- _Task to carry out_:
Nothing in the listing may be skipped; repeat it all exactly.

- _Data provided_:
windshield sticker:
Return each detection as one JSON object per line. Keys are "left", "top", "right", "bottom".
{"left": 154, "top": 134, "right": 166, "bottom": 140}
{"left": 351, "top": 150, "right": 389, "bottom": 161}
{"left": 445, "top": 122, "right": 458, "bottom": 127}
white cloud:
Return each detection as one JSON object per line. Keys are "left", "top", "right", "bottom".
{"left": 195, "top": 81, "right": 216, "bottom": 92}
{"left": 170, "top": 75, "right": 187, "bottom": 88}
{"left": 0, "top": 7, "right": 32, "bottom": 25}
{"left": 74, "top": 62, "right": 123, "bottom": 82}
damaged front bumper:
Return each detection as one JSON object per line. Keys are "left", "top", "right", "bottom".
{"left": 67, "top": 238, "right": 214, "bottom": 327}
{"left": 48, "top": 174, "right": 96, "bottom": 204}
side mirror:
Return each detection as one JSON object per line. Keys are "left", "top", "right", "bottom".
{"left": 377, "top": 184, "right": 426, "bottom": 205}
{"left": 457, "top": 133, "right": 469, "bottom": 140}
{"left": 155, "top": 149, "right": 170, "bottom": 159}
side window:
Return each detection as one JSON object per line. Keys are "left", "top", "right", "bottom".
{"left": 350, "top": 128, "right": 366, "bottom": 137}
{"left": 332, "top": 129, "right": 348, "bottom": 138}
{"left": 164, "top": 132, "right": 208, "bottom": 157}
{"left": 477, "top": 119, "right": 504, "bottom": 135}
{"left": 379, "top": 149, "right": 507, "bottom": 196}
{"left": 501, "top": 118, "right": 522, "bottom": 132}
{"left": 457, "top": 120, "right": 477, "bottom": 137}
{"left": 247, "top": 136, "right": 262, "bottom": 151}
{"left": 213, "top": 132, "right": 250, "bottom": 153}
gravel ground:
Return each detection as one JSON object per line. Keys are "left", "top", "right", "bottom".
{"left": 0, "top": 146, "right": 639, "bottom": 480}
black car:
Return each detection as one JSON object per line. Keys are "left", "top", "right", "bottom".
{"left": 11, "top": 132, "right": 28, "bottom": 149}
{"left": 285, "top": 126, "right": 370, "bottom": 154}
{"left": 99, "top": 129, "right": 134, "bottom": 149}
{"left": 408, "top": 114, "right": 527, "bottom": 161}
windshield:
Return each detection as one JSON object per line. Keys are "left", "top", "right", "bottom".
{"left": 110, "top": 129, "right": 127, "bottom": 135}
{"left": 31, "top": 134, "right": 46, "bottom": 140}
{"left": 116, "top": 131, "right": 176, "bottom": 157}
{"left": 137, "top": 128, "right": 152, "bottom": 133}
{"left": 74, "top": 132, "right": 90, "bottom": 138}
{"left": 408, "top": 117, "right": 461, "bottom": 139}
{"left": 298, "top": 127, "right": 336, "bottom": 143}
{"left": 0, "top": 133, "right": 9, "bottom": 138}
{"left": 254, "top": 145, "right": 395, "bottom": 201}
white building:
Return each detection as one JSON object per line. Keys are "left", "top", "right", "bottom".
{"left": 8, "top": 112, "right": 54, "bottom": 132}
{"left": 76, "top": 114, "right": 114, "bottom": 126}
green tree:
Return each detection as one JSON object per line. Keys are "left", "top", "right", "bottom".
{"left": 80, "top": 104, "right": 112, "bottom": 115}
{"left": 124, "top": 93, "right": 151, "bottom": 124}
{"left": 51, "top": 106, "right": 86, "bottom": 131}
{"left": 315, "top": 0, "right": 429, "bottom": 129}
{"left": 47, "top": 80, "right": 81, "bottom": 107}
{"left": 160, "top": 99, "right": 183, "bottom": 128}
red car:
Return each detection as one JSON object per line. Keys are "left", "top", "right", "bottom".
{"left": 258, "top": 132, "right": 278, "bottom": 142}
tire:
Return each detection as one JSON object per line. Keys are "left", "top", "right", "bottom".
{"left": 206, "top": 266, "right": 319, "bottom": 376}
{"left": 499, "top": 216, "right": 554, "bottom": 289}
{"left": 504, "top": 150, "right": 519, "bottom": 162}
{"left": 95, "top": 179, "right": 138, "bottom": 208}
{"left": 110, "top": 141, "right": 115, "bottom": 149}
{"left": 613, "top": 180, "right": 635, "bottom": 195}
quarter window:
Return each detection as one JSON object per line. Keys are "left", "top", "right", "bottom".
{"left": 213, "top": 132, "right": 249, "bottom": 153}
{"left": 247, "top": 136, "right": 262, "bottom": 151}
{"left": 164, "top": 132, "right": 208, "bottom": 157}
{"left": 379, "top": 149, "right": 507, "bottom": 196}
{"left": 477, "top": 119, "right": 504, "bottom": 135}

- _Worked solution_:
windshield sticker:
Return each detection as one JSON object per line. Keys are "left", "top", "right", "bottom".
{"left": 154, "top": 134, "right": 166, "bottom": 140}
{"left": 351, "top": 150, "right": 389, "bottom": 161}
{"left": 445, "top": 122, "right": 458, "bottom": 127}
white cloud:
Return each detection as one JSON object per line. Keys are "left", "top", "right", "bottom".
{"left": 195, "top": 81, "right": 216, "bottom": 92}
{"left": 170, "top": 75, "right": 187, "bottom": 88}
{"left": 0, "top": 7, "right": 32, "bottom": 25}
{"left": 74, "top": 62, "right": 123, "bottom": 82}
damaged front bumper:
Return each detection as one JSON object per line. Keys are "left", "top", "right", "bottom".
{"left": 67, "top": 238, "right": 214, "bottom": 327}
{"left": 48, "top": 174, "right": 96, "bottom": 204}
side mirror:
Return each detection as one JSON object per line. Keys are "left", "top", "right", "bottom".
{"left": 377, "top": 184, "right": 426, "bottom": 205}
{"left": 457, "top": 133, "right": 469, "bottom": 140}
{"left": 155, "top": 149, "right": 170, "bottom": 159}
side window:
Return each detection as one JSON object per line. Keys are "left", "top", "right", "bottom".
{"left": 350, "top": 128, "right": 366, "bottom": 137}
{"left": 332, "top": 129, "right": 348, "bottom": 138}
{"left": 164, "top": 132, "right": 208, "bottom": 157}
{"left": 477, "top": 119, "right": 504, "bottom": 135}
{"left": 379, "top": 149, "right": 507, "bottom": 196}
{"left": 501, "top": 118, "right": 522, "bottom": 132}
{"left": 457, "top": 120, "right": 477, "bottom": 137}
{"left": 247, "top": 136, "right": 262, "bottom": 151}
{"left": 213, "top": 132, "right": 250, "bottom": 153}
gravel ground:
Return each detection as one JSON object per line. Keys are "left", "top", "right", "bottom".
{"left": 0, "top": 146, "right": 639, "bottom": 480}
black car:
Return each detection as one JSON object per line. Keys are "left", "top", "right", "bottom".
{"left": 11, "top": 132, "right": 28, "bottom": 149}
{"left": 285, "top": 126, "right": 370, "bottom": 154}
{"left": 99, "top": 129, "right": 134, "bottom": 149}
{"left": 408, "top": 114, "right": 527, "bottom": 161}
windshield:
Return each detection as one JSON object per line. Keys are "left", "top", "right", "bottom".
{"left": 110, "top": 129, "right": 127, "bottom": 135}
{"left": 31, "top": 134, "right": 46, "bottom": 140}
{"left": 116, "top": 131, "right": 176, "bottom": 157}
{"left": 137, "top": 128, "right": 152, "bottom": 133}
{"left": 74, "top": 132, "right": 90, "bottom": 138}
{"left": 408, "top": 117, "right": 461, "bottom": 139}
{"left": 298, "top": 127, "right": 336, "bottom": 143}
{"left": 0, "top": 133, "right": 9, "bottom": 138}
{"left": 254, "top": 145, "right": 395, "bottom": 201}
white building:
Return each detection as one JSON object per line. Keys are "left", "top", "right", "bottom".
{"left": 8, "top": 112, "right": 54, "bottom": 132}
{"left": 76, "top": 114, "right": 114, "bottom": 126}
green tree:
Return each detection as one JSON object per line. Keys are "left", "top", "right", "bottom".
{"left": 80, "top": 104, "right": 112, "bottom": 115}
{"left": 124, "top": 93, "right": 151, "bottom": 124}
{"left": 51, "top": 106, "right": 86, "bottom": 131}
{"left": 315, "top": 0, "right": 429, "bottom": 129}
{"left": 47, "top": 80, "right": 81, "bottom": 107}
{"left": 160, "top": 99, "right": 183, "bottom": 128}
red car:
Return each detection as one JSON object per line. Keys are "left", "top", "right", "bottom".
{"left": 258, "top": 132, "right": 278, "bottom": 142}
tire:
Return each detection as one JSON object per line. Keys are "left", "top", "right", "bottom".
{"left": 206, "top": 266, "right": 319, "bottom": 376}
{"left": 499, "top": 216, "right": 554, "bottom": 289}
{"left": 504, "top": 150, "right": 519, "bottom": 162}
{"left": 95, "top": 179, "right": 138, "bottom": 208}
{"left": 110, "top": 141, "right": 115, "bottom": 149}
{"left": 613, "top": 180, "right": 635, "bottom": 195}
quarter window:
Return each detection as one JSON object per line. Keys are "left", "top", "right", "bottom".
{"left": 213, "top": 132, "right": 249, "bottom": 153}
{"left": 247, "top": 136, "right": 262, "bottom": 151}
{"left": 164, "top": 132, "right": 208, "bottom": 157}
{"left": 379, "top": 149, "right": 507, "bottom": 196}
{"left": 477, "top": 119, "right": 504, "bottom": 135}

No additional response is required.